Directive A:
Reproduce the passage of the DNS servers thread starting at "I can manually" and ending at "decent work around.".
Directive B:
In the DNS servers thread, why does the first poster ask whether anyone uses a DNS server based in Thailand or Asia? Answer in one to three sentences.
Directive C:
Continue the DNS servers thread from the point where it stops.

Selected text:
#  >  > Computers Can Be Fun >  >  > Computer News >  >  DNS Servers

## alwarner

Chaps,

From time to time here my internet connection goes to pot, awful.  Whenever I look at it the problem is always DNS Server is not responding, or something of that ilk. 

I can manually change the DNS settings to use 208.67.220.220 or 208.67.200.200 or even the free google one at 8.8.8.8 or 4.4.4.4 but these are only temporary fixes and on a daily basis I'm messing about with them (maybe not quite daily, certainly several times a week).

Does anyone use a DNS Server based in Thailand / Asia that are stable? the ones above are in the States / Europe.

Failing that anyone got another work around they use or maybe know if it could be a hardware problem I have, router etc and a decent work around.

Cheers

P.S Running win 7.

----------


## Thetyim

I messed about changing DNS servers for a while last year
8.8.8.8 and 8.8.4.4 seemed to be the best option for me

----------


## harrybarracuda

Sounds like you need to learn about the IPCONFIG and NSLOOKUP commands.

----------


## alwarner

^^Yeah the google one is decent, it's just that they are all a bit intermittent for me.




> Sounds like you need to learn about the IPCONFIG and NSLOOKUP commands.


^maybe HB.  open to learning, I do do ipconfig/ flushdns which works  from time to time, and I remember doing something else along those  lines.  Is it easy enough to learn without running the risk of bolloxing my lapptop?

Listed records:
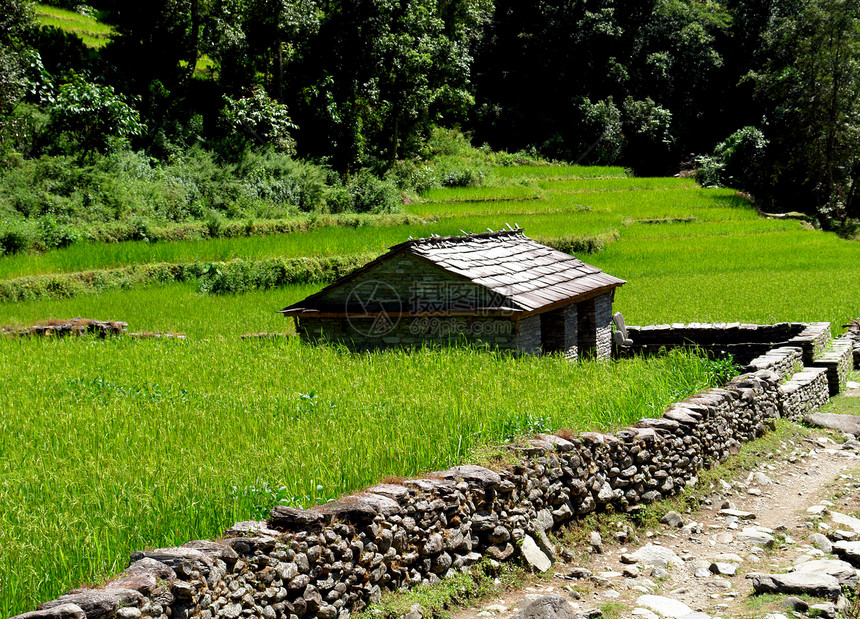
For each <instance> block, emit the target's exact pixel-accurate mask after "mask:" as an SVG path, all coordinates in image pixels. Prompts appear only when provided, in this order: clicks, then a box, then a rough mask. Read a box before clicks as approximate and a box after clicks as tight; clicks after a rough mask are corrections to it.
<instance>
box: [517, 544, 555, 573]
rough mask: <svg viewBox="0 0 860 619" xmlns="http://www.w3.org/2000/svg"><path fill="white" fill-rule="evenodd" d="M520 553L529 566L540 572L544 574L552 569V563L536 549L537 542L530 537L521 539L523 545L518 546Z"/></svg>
mask: <svg viewBox="0 0 860 619" xmlns="http://www.w3.org/2000/svg"><path fill="white" fill-rule="evenodd" d="M520 551H521V552H522V553H523V557H524V558H525V560H526V561H528V563H529V565H531V566H533V567H534V568H535V569H537V570H538V571H540V572H545V571H547V570H548V569H549V568H551V567H552V561H551V560H550V558H549V557H548V556H546V555H545V554H544V552H543V551H542V550H541V549H540V548H539V547H538V545H537V542H535V541H534V539H533V538H532V537H531V536H530V535H526V536H525V537H524V538H523V543H522V545H521V546H520Z"/></svg>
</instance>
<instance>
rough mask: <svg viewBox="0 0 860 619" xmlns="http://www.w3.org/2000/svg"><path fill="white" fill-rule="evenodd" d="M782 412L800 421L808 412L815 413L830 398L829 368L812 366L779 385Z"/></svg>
mask: <svg viewBox="0 0 860 619" xmlns="http://www.w3.org/2000/svg"><path fill="white" fill-rule="evenodd" d="M779 391H780V414H781V415H782V417H784V418H785V419H790V420H791V421H800V420H801V419H803V416H804V415H806V414H807V413H813V412H815V411H817V410H818V409H819V408H821V407H822V406H824V405H825V404H826V403H827V401H828V400H829V399H830V389H829V386H828V380H827V369H826V368H821V367H812V368H807V369H804V370H802V371H800V372H798V373H796V374H795V375H794V376H792V377H791V379H790V380H789V381H788V382H786V383H785V384H783V385H780V387H779Z"/></svg>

Your response A:
I can manually change the DNS settings to use 208.67.220.220 or 208.67.200.200 or even the free google one at 8.8.8.8 or 4.4.4.4 but these are only temporary fixes and on a daily basis I'm messing about with them (maybe not quite daily, certainly several times a week).

Does anyone use a DNS Server based in Thailand / Asia that are stable? the ones above are in the States / Europe.

Failing that anyone got another work around they use or maybe know if it could be a hardware problem I have, router etc and a decent work around.

Your response B:
The DNS servers the poster has been switching to by hand are all located in the States or Europe. The poster is looking for a stable alternative based in Thailand or elsewhere in Asia.

Your response C:
Can you give me a bit more info?  Or shall I google?
 :Smile:

----------


## alwarner

OK so the ipconfig commands all seem pretty straightforward and pertain to settings my end?

MS-DOS ipconfig help and information 

and the nslookup commands are about setting the location / identifying problems with what your computer is communicating with?

MS-DOS nslookup command help

Cool now I've just got to decipher whatthefuckitallmeans and I'm away.

----------


## harrybarracuda

nslookup allows you to manually run a DNS lookup.

Open a command prompt.

Type NSLOOKUP

Enter a domain like ibm.com

----------


## alwarner

oh - and then you can borrow theirs?

----------


## Bazzy

I would use the DNS servers provided by your ISP.

----------


## alwarner

^they keep going to pot.

I'm using the 208.67.222.222 one from my first post at the moment as my ISP ones are not even letting me browse t'internet comfortable let alone download a film.

----------


## harrybarracuda

Then ring your ISP and ask them if they have alternatives.

----------


## alwarner

TOT are a bit useless when you call them, but I'll give it a go.

----------


## harrybarracuda

> oh - and then you can borrow theirs?


No - you can tell if yours are working properly.

----------


## alwarner

> nslookup allows you to manually run a DNS lookup.
> 
> Open a command prompt.
> 
> Type NSLOOKUP
> 
> Enter a domain like ibm.com


OK so, done that, typed tot.co.th.  Received as reply 203.114.102.100

when I go to "ipconfig/ all" to see what it should i'm getting DNS timed out messages.

----------


## brisie

> OK so, done that, typed tot.co.th.  Received as reply 203.114.102.100


It says their DNS servers are 203.113.127.199   203.113.24.199

----------


## baldrick

what happens when you type tracert  208.67.222.222 or 8.8.8.8

----------


## alwarner

Cheers for that - when I nslookup and 203.114.102.100 i get the time out message.

^Brisie just looked with the ones you put and they might be old, they aren't recognised.

----------


## alwarner

> what happens when you type tracert  203.114.102.100


I'm getting this:

----------


## brisie

Whats the DNS used in the modem should be obtain auto?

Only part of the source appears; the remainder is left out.